# Exercise:
Rewrite the text about Amelie Bosquet between "Amelie Bosquet debuted" and "lithographies de Charpentier.", inclusive, substituting "tales" for every "legends".

# Text block:

****************

Amelie Bosquet debuted as a writer in around 1834 in the Revue de Rouen by writing a series of legends on Bonsecours and the area surrounding Rouen. It is a preamble to the important work, it was republished several times (1970, 1971, 1978 and 1987), it was published in 1845 by Techener and Le Brument as la Normandie romanesque et merveilleuse; traditions, légendes et superstitions populaires de cette province. In this work, she reunites and comments on the traditions, legends and superstitions of Normandy. Later on, with the collaboration of Raymond Bordeaux, she directed the grand monumental publication of la Normandie illustrée. Monuments sites et costumes, avec les lithographies de Charpentier.

****************

# Information provided:
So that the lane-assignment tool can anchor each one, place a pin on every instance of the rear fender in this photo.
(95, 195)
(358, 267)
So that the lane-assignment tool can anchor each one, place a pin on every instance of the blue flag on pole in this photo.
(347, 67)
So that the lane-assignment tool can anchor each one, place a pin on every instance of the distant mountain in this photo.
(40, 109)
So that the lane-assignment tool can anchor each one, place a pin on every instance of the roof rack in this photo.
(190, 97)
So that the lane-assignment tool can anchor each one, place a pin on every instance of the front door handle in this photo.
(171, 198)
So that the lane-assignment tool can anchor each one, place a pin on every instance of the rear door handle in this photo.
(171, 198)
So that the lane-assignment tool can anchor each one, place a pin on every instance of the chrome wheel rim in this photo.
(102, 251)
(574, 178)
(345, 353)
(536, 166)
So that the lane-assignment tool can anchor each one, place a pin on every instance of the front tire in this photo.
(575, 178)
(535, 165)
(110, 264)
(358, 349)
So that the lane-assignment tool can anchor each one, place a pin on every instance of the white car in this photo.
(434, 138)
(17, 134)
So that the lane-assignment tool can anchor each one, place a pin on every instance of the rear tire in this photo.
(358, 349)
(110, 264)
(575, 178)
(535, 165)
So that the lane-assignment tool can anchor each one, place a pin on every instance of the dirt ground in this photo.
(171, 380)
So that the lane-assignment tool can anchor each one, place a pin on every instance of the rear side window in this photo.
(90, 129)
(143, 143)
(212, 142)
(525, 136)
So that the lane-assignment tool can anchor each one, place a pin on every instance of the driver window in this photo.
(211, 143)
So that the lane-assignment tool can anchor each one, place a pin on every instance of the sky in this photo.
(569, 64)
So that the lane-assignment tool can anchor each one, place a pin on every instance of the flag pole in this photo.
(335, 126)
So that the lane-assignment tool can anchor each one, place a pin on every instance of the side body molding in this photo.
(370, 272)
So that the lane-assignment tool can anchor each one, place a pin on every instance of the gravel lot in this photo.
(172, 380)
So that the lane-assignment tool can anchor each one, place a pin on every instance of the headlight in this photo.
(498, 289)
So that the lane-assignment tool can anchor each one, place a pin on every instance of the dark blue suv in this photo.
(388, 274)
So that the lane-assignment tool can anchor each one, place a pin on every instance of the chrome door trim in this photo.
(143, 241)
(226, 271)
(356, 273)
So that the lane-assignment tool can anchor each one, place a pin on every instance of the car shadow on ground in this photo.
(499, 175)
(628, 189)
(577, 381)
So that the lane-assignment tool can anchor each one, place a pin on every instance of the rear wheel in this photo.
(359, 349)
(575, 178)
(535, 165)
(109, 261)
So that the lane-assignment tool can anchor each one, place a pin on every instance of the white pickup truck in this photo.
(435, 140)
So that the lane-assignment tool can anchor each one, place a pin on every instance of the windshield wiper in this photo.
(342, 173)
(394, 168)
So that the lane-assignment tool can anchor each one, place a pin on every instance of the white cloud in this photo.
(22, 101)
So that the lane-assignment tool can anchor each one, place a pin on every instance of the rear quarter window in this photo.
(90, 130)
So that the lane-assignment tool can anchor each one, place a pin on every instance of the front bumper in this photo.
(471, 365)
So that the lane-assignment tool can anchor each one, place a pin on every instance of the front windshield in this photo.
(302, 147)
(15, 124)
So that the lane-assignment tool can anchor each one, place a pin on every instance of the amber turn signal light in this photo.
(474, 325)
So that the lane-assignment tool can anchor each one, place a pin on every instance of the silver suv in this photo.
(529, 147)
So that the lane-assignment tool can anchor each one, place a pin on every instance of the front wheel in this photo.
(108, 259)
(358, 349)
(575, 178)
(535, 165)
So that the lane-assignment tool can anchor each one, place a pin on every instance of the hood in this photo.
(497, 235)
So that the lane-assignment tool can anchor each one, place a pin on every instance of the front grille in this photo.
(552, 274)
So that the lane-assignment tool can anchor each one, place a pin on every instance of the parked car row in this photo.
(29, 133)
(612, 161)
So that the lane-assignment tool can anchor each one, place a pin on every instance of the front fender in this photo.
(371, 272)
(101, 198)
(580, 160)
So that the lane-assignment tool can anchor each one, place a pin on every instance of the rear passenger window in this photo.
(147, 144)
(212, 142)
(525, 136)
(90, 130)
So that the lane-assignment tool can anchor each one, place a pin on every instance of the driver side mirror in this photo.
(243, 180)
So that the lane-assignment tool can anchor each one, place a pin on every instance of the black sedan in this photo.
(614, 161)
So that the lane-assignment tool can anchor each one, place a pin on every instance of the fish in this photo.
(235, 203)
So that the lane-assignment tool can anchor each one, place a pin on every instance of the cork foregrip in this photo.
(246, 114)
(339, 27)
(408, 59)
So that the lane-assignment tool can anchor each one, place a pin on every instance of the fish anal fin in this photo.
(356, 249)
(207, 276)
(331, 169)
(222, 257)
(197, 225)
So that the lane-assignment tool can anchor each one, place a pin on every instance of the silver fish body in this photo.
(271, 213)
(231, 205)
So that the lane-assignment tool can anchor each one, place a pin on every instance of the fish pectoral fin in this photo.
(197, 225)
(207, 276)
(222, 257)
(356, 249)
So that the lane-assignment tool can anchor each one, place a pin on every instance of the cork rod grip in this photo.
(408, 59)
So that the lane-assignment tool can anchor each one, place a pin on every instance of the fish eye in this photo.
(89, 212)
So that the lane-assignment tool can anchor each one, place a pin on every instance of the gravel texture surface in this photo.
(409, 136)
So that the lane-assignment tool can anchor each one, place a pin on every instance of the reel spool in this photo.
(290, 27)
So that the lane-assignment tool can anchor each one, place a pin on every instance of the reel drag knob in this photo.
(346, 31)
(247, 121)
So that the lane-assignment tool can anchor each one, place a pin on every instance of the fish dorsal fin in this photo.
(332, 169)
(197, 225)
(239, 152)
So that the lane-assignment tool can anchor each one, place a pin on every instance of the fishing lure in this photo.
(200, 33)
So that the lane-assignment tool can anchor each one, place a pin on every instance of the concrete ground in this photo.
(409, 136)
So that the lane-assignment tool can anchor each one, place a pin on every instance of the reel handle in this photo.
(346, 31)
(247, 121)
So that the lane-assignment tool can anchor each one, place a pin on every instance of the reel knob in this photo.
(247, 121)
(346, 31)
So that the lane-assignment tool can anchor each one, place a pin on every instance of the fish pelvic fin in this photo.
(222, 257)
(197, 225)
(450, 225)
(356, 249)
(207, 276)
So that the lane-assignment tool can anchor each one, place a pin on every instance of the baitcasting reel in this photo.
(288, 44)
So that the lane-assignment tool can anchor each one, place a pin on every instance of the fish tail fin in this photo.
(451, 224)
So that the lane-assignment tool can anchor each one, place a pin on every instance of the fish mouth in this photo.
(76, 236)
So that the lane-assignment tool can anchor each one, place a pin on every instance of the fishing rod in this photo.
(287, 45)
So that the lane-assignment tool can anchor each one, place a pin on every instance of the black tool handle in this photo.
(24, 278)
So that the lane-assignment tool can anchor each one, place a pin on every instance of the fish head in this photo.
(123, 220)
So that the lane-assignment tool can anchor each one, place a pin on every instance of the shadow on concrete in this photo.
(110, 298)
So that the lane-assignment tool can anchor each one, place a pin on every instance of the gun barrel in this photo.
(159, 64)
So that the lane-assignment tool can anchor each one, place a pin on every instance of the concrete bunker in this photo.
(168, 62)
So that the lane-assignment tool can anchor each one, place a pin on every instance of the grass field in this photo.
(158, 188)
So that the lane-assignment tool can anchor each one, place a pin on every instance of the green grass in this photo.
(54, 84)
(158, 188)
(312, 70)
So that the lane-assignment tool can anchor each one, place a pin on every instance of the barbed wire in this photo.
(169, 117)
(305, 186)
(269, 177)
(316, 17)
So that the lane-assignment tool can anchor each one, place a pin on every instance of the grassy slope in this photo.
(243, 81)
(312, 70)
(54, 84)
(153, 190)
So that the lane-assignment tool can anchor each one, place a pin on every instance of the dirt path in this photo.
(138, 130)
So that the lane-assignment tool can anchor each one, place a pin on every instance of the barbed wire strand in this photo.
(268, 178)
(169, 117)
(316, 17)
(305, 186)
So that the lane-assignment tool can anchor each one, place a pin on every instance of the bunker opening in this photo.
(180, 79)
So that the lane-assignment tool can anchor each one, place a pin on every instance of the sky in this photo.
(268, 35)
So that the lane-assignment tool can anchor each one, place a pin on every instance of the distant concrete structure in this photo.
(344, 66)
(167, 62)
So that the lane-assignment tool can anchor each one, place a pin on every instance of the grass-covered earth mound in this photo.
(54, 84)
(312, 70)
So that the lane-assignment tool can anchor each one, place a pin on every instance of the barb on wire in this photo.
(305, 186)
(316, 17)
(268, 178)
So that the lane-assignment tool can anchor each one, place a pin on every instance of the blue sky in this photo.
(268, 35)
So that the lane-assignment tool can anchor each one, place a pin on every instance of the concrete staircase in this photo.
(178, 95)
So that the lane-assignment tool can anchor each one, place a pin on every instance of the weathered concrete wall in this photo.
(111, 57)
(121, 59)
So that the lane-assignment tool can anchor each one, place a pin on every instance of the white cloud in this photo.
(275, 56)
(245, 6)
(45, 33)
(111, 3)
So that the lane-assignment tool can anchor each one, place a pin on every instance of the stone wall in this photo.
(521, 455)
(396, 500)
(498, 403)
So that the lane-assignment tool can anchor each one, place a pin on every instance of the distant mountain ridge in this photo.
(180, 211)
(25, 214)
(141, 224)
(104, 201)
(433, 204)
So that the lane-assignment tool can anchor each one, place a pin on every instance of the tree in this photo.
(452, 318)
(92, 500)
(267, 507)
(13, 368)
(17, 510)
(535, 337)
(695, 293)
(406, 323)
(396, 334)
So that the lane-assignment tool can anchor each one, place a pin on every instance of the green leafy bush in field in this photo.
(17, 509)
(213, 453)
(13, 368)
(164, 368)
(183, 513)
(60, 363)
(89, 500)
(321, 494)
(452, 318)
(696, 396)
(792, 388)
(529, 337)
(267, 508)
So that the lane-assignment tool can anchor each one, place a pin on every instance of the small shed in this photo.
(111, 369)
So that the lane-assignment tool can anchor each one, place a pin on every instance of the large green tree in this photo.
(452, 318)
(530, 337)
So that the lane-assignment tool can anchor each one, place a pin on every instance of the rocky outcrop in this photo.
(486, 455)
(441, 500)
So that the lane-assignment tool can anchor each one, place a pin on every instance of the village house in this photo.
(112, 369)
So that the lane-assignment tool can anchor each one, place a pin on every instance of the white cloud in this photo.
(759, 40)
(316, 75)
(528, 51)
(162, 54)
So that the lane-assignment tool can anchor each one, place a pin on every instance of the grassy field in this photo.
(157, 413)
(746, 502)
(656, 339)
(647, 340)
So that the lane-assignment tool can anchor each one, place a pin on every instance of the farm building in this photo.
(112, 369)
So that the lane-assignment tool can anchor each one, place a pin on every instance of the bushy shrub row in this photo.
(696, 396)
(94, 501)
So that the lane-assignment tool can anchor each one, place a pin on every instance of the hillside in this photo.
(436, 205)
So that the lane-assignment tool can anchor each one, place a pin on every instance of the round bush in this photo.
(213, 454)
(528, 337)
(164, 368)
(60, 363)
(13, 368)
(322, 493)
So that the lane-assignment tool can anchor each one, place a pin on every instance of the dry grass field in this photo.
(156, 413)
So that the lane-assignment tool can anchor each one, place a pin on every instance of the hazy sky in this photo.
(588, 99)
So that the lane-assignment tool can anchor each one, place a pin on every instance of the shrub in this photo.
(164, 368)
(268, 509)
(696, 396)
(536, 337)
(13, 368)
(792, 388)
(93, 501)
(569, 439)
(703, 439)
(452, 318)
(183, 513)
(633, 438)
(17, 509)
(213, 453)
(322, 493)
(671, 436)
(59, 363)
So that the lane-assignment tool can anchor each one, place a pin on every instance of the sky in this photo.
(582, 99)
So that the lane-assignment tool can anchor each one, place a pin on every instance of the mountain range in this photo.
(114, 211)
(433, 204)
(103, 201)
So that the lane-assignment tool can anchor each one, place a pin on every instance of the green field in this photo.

****************

# Response below:
Amelie Bosquet debuted as a writer in around 1834 in the Revue de Rouen by writing a series of tales on Bonsecours and the area surrounding Rouen. It is a preamble to the important work, it was republished several times (1970, 1971, 1978 and 1987), it was published in 1845 by Techener and Le Brument as la Normandie romanesque et merveilleuse; traditions, légendes et superstitions populaires de cette province. In this work, she reunites and comments on the traditions, tales and superstitions of Normandy. Later on, with the collaboration of Raymond Bordeaux, she directed the grand monumental publication of la Normandie illustrée. Monuments sites et costumes, avec les lithographies de Charpentier.